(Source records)

■ ■ ■

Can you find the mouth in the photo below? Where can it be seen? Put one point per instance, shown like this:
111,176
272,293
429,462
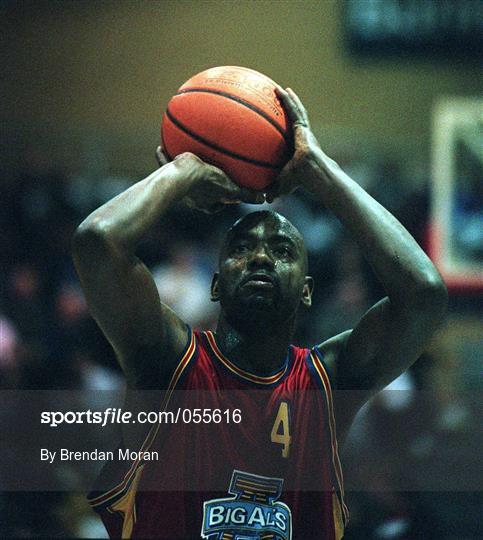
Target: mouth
259,280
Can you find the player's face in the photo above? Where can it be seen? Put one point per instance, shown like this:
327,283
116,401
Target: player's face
262,272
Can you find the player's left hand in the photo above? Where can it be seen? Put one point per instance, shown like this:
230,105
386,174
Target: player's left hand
300,169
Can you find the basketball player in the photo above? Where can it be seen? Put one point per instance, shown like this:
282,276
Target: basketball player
276,473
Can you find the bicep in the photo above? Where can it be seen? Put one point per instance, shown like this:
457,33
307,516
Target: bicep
385,342
123,299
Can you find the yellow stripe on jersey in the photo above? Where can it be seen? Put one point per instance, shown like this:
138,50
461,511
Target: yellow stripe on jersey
333,436
183,363
241,372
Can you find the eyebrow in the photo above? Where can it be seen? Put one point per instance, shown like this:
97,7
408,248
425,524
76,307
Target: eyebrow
278,237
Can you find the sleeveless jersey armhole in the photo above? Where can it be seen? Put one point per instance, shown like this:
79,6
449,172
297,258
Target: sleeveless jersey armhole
117,505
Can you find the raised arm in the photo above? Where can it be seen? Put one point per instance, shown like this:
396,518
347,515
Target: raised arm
147,336
394,332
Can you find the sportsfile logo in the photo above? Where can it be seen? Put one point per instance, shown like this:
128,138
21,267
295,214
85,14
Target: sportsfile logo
253,512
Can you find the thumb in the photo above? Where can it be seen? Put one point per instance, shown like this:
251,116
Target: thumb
250,196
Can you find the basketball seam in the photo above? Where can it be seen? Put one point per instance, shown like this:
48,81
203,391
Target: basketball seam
243,102
229,153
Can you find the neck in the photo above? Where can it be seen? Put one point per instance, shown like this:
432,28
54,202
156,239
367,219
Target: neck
261,353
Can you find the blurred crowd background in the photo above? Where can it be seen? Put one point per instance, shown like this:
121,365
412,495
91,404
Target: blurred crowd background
85,83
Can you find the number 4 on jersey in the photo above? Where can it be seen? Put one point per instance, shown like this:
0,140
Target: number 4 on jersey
280,431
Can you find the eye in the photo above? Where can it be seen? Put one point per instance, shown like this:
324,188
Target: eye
283,252
240,249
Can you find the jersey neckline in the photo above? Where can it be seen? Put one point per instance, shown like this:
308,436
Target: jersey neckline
270,380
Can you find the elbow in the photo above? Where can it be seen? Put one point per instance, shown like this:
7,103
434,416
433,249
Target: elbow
431,295
87,238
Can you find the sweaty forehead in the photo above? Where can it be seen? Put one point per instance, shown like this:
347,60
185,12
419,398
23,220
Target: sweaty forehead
264,223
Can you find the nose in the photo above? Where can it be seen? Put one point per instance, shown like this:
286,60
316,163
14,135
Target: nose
260,257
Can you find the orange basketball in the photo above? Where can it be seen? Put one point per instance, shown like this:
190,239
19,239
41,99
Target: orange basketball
230,117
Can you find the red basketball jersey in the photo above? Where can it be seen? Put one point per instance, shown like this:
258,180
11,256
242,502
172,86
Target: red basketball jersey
262,463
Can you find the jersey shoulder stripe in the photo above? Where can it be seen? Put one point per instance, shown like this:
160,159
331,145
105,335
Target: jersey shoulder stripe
320,374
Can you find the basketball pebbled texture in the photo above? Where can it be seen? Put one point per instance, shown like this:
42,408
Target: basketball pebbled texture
230,117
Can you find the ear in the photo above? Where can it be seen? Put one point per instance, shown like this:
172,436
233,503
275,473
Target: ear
307,291
214,288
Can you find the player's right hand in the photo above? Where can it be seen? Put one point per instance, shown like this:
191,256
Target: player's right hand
210,189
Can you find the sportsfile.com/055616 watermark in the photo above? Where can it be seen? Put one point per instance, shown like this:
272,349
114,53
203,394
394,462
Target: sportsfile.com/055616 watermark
113,415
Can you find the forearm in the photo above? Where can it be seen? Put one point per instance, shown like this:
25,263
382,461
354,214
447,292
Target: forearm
126,218
399,263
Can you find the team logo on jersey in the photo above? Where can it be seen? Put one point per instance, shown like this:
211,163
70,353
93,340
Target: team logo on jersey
252,514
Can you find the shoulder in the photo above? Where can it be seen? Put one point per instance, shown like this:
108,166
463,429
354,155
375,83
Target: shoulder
330,350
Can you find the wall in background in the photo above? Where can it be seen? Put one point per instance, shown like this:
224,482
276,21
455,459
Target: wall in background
105,69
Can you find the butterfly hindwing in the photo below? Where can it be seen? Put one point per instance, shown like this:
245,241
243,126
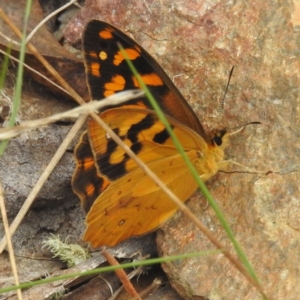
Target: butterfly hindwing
121,200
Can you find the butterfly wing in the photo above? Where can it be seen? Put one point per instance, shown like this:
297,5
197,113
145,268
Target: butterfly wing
108,72
134,205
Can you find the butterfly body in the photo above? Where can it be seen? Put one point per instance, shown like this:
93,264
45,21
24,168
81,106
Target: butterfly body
120,199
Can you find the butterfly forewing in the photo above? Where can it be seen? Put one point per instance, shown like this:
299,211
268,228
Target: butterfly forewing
108,72
143,133
121,200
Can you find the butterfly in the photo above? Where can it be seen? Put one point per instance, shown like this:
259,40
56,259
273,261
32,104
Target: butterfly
121,201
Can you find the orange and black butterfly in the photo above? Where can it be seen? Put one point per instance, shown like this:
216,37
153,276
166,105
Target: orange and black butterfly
121,201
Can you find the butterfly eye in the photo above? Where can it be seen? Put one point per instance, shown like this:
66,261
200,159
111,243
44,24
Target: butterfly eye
122,222
217,139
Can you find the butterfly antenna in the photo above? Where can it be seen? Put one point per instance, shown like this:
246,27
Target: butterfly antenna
240,128
221,109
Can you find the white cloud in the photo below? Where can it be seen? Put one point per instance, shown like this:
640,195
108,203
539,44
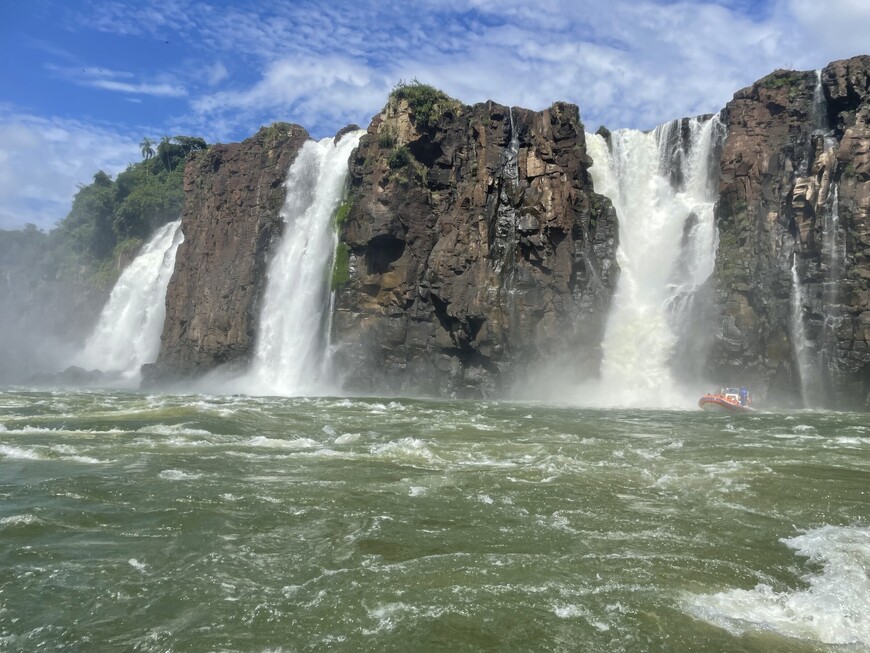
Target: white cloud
159,90
312,92
836,28
43,160
216,73
109,80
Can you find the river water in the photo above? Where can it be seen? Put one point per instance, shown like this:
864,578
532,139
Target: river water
134,522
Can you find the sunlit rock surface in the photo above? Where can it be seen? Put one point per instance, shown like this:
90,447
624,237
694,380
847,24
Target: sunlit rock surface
478,252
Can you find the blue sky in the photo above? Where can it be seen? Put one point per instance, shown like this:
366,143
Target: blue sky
81,82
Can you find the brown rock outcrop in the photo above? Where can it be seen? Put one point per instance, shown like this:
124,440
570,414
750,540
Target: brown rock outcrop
477,251
233,197
794,191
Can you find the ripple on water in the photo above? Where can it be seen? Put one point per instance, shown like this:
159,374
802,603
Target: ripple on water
834,609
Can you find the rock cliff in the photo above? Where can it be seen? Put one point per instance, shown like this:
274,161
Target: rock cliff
476,250
792,268
233,196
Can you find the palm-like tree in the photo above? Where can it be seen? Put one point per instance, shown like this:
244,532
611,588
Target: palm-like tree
147,150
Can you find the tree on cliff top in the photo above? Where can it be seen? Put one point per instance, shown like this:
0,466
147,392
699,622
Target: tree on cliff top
109,216
427,103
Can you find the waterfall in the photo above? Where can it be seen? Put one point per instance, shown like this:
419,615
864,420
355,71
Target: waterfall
662,186
798,334
128,332
506,227
834,259
291,349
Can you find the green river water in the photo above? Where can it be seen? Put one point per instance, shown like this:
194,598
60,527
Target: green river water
133,522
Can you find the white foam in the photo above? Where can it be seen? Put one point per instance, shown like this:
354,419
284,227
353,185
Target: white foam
136,564
17,453
178,475
19,520
275,443
173,429
347,438
834,609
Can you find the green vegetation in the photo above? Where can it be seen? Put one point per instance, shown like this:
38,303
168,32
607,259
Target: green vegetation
110,219
386,139
277,131
340,267
427,103
341,215
780,79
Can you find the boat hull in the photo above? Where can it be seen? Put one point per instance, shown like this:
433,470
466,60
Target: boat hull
721,405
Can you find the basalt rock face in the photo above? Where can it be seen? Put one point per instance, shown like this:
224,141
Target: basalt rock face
792,271
231,218
477,252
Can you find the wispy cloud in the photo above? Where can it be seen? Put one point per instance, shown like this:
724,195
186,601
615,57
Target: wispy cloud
111,80
625,62
229,67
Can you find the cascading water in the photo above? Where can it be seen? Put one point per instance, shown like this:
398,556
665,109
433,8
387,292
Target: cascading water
507,223
291,350
127,334
798,335
662,186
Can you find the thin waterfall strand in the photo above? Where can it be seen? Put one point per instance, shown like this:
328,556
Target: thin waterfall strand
127,334
664,198
798,333
292,344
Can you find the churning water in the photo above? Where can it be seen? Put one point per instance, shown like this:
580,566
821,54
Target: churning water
290,357
137,522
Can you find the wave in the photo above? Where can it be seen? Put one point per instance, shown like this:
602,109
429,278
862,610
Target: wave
833,609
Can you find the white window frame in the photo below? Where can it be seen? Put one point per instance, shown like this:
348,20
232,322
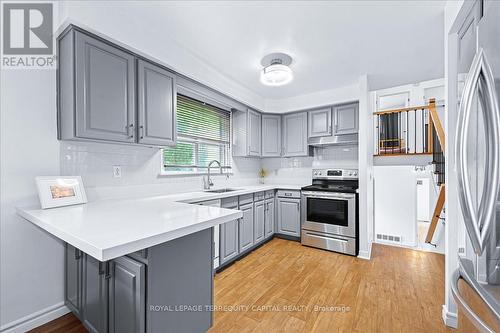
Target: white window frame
228,170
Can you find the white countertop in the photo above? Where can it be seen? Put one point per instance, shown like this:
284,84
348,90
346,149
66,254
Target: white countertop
109,229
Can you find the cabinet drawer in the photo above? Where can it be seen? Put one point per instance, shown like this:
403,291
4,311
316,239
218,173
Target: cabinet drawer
246,198
231,202
258,196
269,194
288,194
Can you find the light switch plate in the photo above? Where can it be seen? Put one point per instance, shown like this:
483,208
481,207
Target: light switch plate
117,171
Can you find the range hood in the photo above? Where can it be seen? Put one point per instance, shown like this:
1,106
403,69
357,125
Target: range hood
333,140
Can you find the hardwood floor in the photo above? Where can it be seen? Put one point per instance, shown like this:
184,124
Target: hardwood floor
286,287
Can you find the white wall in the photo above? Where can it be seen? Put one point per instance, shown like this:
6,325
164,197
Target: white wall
396,202
31,261
348,93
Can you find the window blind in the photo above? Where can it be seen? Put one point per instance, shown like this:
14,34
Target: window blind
203,135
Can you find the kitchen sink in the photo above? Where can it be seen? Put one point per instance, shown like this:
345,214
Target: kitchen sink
222,190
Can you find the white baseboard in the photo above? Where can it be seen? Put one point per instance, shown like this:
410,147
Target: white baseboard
36,319
449,318
366,255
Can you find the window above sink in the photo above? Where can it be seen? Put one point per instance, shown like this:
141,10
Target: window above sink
203,135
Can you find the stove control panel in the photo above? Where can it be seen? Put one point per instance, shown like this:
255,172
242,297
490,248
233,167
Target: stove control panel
335,174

■ ■ ■

- _Task description_: From the records above, work out how many lines contain the string "below". Give only the number.

- _Exercise solution_: 4